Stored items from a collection
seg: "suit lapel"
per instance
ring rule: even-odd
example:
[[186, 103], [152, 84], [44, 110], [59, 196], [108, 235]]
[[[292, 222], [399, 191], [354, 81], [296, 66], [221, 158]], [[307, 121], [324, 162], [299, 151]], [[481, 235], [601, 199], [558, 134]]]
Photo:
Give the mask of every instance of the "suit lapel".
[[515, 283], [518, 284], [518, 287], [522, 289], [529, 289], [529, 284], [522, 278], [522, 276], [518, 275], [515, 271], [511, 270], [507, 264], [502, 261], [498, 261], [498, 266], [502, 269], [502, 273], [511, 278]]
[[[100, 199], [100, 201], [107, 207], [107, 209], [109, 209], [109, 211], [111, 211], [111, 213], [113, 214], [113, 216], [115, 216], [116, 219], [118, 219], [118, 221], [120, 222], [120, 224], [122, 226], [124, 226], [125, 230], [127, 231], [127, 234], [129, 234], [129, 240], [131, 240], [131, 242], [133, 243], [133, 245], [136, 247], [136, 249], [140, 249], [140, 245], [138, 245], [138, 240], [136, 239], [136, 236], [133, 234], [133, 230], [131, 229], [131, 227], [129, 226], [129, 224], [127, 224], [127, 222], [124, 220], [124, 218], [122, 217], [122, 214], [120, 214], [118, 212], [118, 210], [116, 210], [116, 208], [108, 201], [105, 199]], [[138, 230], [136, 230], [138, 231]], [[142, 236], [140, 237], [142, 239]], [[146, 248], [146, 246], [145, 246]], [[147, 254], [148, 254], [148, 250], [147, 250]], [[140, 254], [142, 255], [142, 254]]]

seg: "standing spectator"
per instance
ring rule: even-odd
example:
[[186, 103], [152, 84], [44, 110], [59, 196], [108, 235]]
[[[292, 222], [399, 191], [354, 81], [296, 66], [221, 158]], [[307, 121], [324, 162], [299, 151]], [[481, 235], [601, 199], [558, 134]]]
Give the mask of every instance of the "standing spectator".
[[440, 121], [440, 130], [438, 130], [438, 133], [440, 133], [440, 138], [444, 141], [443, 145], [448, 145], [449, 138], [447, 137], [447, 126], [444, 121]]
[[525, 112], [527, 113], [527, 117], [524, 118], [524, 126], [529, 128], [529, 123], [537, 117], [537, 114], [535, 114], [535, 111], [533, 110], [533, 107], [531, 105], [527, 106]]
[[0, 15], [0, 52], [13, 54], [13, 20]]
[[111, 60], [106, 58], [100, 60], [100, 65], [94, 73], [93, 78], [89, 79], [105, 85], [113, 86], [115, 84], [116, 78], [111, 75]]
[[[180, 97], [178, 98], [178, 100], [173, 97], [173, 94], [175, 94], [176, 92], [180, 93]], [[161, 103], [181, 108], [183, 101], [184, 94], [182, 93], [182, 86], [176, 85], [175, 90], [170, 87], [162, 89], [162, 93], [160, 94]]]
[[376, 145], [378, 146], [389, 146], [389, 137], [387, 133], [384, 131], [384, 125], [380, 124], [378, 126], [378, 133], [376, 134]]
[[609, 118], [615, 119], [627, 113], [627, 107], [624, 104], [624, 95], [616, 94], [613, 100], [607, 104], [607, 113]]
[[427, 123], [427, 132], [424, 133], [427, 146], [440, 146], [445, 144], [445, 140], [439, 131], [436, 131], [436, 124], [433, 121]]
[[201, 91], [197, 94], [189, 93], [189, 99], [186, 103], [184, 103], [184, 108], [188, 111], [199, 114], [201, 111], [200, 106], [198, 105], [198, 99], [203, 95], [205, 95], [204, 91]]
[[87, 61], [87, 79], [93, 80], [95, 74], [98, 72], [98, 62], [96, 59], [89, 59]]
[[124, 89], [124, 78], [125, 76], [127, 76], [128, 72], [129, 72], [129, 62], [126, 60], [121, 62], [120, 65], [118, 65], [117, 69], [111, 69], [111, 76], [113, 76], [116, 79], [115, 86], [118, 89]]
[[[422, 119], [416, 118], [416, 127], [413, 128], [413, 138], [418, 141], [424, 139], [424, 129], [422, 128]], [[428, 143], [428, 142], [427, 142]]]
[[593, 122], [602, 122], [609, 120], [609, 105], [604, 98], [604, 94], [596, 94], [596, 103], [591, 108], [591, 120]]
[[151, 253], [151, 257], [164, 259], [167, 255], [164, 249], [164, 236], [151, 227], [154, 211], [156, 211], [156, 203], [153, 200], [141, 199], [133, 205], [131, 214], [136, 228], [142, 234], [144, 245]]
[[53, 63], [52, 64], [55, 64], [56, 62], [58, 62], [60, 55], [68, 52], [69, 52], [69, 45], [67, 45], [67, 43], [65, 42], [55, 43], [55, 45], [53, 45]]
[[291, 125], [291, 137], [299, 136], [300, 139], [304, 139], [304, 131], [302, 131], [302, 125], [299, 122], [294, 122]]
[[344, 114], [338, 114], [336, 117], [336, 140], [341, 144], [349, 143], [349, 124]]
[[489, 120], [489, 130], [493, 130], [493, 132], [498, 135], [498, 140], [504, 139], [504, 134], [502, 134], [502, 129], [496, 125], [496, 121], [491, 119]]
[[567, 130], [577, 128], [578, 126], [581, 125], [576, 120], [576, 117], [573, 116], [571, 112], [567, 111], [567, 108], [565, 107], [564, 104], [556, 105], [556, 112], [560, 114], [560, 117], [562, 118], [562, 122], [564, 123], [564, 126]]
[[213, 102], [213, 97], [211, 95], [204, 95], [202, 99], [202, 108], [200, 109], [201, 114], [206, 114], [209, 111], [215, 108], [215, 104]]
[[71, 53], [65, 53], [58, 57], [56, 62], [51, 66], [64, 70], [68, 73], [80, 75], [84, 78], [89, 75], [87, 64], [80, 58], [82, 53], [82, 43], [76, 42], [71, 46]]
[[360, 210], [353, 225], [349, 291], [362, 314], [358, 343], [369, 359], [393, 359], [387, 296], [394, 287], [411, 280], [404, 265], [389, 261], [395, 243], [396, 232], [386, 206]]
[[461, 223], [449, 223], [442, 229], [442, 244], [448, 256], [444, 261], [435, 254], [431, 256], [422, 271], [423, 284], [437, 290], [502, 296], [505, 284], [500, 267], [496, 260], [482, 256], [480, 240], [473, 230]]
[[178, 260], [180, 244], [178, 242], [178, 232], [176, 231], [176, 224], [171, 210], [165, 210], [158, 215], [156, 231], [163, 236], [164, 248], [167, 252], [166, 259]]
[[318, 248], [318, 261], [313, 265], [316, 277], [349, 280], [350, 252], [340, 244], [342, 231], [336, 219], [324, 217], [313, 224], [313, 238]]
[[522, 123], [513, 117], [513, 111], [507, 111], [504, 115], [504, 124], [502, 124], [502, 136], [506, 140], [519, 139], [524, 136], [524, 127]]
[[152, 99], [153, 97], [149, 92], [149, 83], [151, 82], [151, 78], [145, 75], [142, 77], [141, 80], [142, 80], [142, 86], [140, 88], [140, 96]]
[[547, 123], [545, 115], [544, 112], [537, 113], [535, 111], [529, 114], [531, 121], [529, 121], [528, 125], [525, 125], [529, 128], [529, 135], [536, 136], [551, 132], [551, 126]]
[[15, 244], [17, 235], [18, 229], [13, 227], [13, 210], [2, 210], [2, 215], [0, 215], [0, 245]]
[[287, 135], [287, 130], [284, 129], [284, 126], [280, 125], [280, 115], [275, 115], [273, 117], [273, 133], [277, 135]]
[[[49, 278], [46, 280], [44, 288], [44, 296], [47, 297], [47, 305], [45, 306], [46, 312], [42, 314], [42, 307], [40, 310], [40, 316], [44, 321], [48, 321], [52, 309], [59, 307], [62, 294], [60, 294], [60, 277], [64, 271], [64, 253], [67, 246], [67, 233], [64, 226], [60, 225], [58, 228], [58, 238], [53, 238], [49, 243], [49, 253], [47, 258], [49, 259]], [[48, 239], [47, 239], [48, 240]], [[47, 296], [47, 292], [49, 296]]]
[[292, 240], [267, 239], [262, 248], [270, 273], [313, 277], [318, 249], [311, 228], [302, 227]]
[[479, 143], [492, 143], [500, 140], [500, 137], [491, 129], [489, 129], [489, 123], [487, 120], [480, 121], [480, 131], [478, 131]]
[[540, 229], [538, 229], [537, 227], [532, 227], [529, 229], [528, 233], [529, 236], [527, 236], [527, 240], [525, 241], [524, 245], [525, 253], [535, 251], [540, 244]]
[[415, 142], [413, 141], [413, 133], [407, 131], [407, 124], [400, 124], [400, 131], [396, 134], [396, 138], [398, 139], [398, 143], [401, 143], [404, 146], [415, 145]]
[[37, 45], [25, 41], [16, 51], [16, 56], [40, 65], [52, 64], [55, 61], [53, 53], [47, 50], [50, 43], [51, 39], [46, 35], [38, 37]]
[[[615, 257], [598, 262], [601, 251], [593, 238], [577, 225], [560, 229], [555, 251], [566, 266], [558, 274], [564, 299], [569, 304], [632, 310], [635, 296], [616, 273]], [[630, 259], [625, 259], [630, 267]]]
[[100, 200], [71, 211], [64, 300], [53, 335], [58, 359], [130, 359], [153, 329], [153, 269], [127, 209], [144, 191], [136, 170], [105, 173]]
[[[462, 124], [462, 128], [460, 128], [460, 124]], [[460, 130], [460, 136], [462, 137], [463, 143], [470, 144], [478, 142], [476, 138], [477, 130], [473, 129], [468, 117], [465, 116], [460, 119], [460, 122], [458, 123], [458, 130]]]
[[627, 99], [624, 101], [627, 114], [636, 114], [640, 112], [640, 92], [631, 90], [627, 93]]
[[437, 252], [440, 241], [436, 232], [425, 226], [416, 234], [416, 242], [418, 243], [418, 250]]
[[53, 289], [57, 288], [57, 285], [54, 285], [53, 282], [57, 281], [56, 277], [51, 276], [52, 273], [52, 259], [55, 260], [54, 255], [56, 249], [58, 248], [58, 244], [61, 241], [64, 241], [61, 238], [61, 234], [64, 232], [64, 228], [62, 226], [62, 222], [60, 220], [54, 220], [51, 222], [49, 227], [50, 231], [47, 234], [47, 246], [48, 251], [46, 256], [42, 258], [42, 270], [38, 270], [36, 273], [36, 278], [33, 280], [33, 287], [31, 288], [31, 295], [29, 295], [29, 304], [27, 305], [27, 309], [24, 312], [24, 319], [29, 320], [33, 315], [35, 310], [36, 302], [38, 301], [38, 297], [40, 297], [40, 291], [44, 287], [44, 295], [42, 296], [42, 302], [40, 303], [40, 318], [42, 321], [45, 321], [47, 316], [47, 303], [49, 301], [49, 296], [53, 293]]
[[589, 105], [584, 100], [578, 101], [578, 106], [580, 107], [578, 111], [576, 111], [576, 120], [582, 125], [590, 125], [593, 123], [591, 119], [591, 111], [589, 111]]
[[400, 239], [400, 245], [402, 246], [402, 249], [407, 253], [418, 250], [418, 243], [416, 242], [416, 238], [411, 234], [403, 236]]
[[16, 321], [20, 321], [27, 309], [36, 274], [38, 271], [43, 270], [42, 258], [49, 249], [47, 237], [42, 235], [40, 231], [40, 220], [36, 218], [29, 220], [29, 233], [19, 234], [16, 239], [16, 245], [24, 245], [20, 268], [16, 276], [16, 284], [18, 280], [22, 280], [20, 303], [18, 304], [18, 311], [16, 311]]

_EXERCISE REQUIREMENTS_
For the word "Give", go through the records and show each line that carries it.

_ANSWER SPACE_
Give the mask of every instance of the "suit lapel".
Give the mask of every instance of the "standing spectator".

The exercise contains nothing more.